WRITTEN EXERCISE:
In the entries that follow, identify the line containing "Please mark the windshield" and return it together with all later lines, exactly as they appear.

Collected data entries:
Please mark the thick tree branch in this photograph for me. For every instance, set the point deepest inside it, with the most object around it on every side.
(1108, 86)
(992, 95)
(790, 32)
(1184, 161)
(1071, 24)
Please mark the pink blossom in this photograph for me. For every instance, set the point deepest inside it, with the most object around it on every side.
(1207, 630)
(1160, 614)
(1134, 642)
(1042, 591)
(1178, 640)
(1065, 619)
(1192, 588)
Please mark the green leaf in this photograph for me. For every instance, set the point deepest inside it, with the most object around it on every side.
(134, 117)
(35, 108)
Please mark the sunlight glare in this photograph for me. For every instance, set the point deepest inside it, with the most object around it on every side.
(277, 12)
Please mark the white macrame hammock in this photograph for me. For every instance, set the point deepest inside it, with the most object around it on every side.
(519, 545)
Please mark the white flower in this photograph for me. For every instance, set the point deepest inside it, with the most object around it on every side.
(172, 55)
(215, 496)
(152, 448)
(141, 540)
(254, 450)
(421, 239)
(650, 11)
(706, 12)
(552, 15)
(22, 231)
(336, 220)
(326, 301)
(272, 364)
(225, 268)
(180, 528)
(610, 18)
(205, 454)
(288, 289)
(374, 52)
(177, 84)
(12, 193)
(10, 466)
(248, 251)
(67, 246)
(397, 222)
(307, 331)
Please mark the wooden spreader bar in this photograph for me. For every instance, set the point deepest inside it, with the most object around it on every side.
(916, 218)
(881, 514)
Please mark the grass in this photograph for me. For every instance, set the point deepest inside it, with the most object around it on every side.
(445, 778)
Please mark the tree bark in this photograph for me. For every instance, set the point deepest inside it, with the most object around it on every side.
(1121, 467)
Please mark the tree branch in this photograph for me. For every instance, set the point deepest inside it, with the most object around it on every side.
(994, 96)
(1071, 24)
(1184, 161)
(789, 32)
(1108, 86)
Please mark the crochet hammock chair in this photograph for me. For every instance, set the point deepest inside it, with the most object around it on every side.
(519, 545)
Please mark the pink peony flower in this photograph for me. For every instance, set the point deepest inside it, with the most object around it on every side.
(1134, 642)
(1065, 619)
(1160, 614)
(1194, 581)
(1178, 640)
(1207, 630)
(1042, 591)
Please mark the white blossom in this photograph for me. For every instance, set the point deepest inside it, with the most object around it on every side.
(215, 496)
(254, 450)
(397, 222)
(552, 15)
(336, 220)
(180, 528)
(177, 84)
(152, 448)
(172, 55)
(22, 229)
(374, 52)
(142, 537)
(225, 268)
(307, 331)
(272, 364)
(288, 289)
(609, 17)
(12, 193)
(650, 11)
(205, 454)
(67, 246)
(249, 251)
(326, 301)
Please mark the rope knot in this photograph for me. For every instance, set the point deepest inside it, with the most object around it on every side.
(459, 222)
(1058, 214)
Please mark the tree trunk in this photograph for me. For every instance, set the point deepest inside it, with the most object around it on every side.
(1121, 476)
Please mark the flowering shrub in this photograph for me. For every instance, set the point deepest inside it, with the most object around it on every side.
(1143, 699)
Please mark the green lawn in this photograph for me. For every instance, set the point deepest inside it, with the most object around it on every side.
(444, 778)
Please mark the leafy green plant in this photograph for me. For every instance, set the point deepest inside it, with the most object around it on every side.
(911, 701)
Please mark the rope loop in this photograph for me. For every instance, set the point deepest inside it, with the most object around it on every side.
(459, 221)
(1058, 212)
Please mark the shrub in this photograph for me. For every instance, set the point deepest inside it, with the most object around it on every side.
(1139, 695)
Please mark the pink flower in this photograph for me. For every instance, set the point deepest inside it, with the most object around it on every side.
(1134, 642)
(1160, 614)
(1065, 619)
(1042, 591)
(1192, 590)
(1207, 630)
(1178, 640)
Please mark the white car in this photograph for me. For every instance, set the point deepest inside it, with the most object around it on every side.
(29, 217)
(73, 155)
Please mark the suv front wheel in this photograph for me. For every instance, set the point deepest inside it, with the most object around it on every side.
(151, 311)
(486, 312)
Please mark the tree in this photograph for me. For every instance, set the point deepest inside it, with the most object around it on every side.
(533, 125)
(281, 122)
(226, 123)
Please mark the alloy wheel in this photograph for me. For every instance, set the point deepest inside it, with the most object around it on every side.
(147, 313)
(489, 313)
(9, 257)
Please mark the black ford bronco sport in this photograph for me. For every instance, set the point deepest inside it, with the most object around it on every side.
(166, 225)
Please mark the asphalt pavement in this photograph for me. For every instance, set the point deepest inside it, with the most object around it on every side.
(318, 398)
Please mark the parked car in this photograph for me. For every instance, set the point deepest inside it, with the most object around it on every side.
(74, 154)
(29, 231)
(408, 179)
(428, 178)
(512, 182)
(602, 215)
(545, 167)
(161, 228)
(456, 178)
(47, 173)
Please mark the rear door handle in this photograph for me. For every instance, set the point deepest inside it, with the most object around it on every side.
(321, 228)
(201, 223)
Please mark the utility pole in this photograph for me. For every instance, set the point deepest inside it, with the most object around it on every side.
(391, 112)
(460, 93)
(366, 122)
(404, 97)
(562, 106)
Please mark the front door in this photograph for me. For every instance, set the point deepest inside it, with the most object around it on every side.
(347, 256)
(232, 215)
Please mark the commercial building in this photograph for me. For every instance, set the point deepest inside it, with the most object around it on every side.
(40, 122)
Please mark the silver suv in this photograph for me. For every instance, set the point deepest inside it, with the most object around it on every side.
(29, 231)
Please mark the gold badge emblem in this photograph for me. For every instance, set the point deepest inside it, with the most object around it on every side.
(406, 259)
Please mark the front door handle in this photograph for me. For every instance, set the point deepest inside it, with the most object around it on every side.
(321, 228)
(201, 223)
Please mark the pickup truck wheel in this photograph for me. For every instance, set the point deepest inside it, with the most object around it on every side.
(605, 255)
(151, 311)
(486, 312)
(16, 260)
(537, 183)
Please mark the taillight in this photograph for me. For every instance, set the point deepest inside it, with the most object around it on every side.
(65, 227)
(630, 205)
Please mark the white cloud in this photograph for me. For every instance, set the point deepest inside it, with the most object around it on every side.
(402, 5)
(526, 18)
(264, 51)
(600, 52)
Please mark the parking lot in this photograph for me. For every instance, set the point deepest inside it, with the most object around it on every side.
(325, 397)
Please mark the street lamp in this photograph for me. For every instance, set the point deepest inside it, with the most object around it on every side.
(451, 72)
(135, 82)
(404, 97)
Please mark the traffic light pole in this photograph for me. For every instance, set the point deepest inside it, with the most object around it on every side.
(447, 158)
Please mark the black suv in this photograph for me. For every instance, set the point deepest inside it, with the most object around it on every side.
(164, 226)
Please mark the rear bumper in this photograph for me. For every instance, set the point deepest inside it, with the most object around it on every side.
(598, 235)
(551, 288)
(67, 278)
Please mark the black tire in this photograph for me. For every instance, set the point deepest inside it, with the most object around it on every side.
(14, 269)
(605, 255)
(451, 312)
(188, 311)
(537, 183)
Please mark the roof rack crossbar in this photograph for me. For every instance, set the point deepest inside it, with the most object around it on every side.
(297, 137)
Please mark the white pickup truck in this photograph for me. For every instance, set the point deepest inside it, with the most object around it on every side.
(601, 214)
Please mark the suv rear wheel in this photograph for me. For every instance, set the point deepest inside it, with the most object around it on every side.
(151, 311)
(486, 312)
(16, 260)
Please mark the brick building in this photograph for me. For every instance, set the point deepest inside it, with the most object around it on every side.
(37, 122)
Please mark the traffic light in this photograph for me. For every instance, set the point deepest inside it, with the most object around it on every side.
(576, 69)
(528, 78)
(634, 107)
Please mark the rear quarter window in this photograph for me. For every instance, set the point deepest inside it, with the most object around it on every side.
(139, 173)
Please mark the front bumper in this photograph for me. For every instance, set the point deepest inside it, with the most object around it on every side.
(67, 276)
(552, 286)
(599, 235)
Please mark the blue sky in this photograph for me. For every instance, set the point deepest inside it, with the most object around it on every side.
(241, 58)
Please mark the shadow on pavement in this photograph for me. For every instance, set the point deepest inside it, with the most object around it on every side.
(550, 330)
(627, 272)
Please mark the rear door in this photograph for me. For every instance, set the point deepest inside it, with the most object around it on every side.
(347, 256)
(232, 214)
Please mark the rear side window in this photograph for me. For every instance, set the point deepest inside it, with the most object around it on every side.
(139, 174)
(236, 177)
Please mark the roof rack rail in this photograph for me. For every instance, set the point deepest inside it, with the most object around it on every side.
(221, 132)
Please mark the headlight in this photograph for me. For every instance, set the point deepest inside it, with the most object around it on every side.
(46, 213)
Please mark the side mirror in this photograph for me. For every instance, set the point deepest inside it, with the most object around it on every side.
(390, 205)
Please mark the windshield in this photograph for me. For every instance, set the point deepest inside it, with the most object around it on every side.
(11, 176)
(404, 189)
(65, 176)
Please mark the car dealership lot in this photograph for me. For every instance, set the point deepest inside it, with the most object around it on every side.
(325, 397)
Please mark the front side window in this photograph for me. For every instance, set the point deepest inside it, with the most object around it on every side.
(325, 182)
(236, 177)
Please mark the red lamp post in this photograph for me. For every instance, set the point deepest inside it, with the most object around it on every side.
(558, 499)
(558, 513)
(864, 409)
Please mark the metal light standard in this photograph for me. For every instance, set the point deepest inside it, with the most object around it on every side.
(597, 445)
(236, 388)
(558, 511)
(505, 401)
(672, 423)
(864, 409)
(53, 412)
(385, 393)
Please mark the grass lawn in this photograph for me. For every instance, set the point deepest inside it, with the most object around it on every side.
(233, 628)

EXERCISE RESULT:
Please mark the windshield in this photograph for me. For every instance, set the point deepest inside it, with the most object around it on every side.
(11, 176)
(404, 189)
(65, 176)
Please mark the car dealership lot in this photograph for me. For every instance, set the point deepest inside it, with the most object around it on every side.
(325, 397)
Please mark the front side window in this photograph for me. For every instance, set the point deepest inside it, with the most object around it on every side.
(325, 182)
(236, 177)
Please mark the red lamp post in this photograph for me. For every instance, set the point deepest inside it, with the most object around it on every side.
(558, 499)
(558, 513)
(864, 409)
Please mark the metal light standard in this photograph for me. For every instance, set the point deepest inside it, with the most object around it on every side.
(597, 445)
(236, 388)
(558, 511)
(505, 401)
(672, 423)
(864, 409)
(53, 412)
(385, 393)
Please mark the grass lawn in this photograph for me. For every instance, set the point deepest inside it, with the most object around it on every side.
(233, 628)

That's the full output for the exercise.